DOCUMENTO:
* * * *

Premessa
Ho registrato questi tre brani un anno e mezzo fa, durante l’autunno 2018 e l’inverno 2019, interamente su un registratore analogico a quattro piste (Yamaha MT3X) senza alcuna elaborazione digitale. Li ho fatti mixare e masterizzare subito dopo, solo per me, e poi li ho messi in un cassetto. Poter lavorare in solitudine, nel buio di un salone mentre fuori vigeva il silenzio della notte, senza schermi di cellulari e computer a distrarmi, semplicemente cliccando “rec” o riavvolgendo il nastro per riascoltare, mi ha portato a concentrarmi esclusivamente sul suono che stavo cercando dentro di me, e non sul mezzo e sulle modalità per ottenerlo. Non c’era nessuna schermata da consultare e nessuna luce fredda a illuminare le mie mani e il mio volto, solo un suono e una vibrazione da percepire nel buio più assoluto.
Ogni tanto mi capitava di ritirare fuori dal cassetto quelle tracce, e ad ogni ascolto sentivo che quel suono e quella vibrazione mi stavano accompagnando nel corso della mia vita, e continuavano a parlarmi, a comunicarmi qualcosa. Sussurrandomi cose nuove, talvolta diverse in base al momento in cui le affrontavo, talvolta confermando sensazioni e ricordi già provati. Ho sentito quindi il bisogno di iniziare a condividerle con amici e ascoltatori esterni che mi hanno raccontato le loro sensazioni, e ho capito che queste vibrazioni non volevano risuonare solo dentro di me. Era dunque arrivato il momento di lasciarle andare.

* * * *

MATERIALE:
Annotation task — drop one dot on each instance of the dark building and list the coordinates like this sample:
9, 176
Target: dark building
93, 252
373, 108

* * * *

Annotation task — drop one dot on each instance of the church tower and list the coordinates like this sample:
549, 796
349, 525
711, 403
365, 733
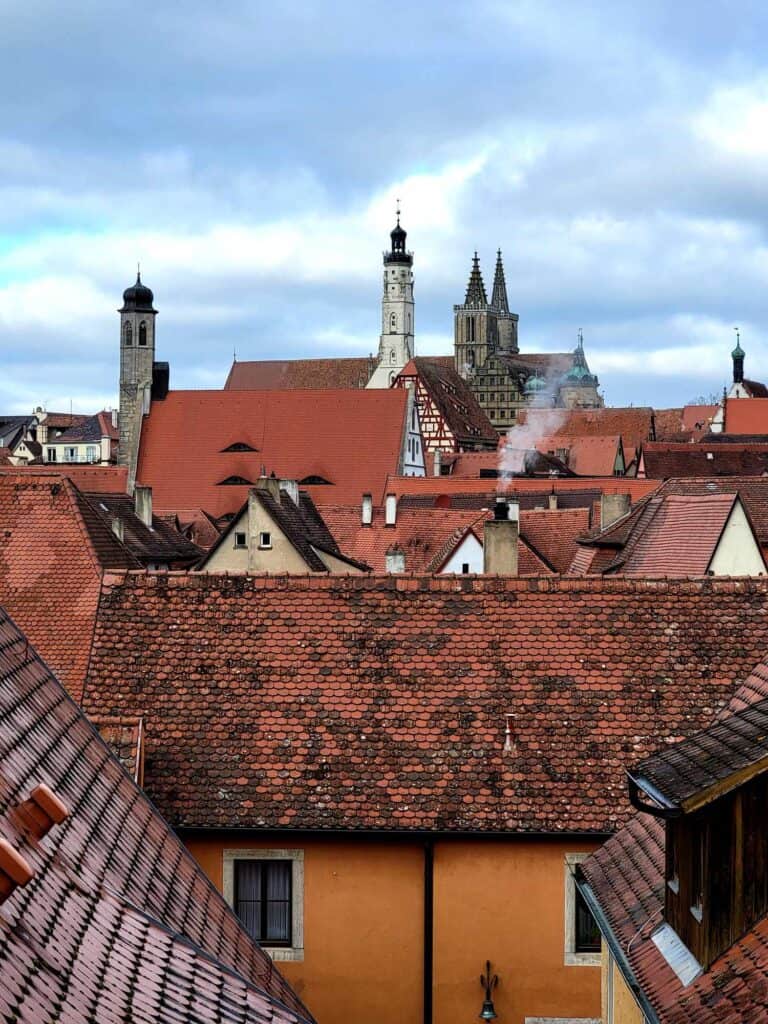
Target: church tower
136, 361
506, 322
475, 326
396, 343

* * * *

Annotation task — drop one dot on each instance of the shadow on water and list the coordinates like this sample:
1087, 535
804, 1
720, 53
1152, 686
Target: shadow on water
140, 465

* * * *

ESERCIZI DA SVOLGERE:
• a. Con quale apparecchio sono stati registrati i tre brani di cui parla il documento?
• b. Riporti senza modifiche il passo del documento che comincia con "Ogni tanto mi" e si conclude con "di lasciarle andare.".
Il materiale proviene da una fonte diversa.

SOLUZIONI SVOLTE:
• a. Con un registratore analogico a quattro piste, lo Yamaha MT3X.

• b.
Ogni tanto mi capitava di ritirare fuori dal cassetto quelle tracce, e ad ogni ascolto sentivo che quel suono e quella vibrazione mi stavano accompagnando nel corso della mia vita, e continuavano a parlarmi, a comunicarmi qualcosa. Sussurrandomi cose nuove, talvolta diverse in base al momento in cui le affrontavo, talvolta confermando sensazioni e ricordi già provati. Ho sentito quindi il bisogno di iniziare a condividerle con amici e ascoltatori esterni che mi hanno raccontato le loro sensazioni, e ho capito che queste vibrazioni non volevano risuonare solo dentro di me. Era dunque arrivato il momento di lasciarle andare.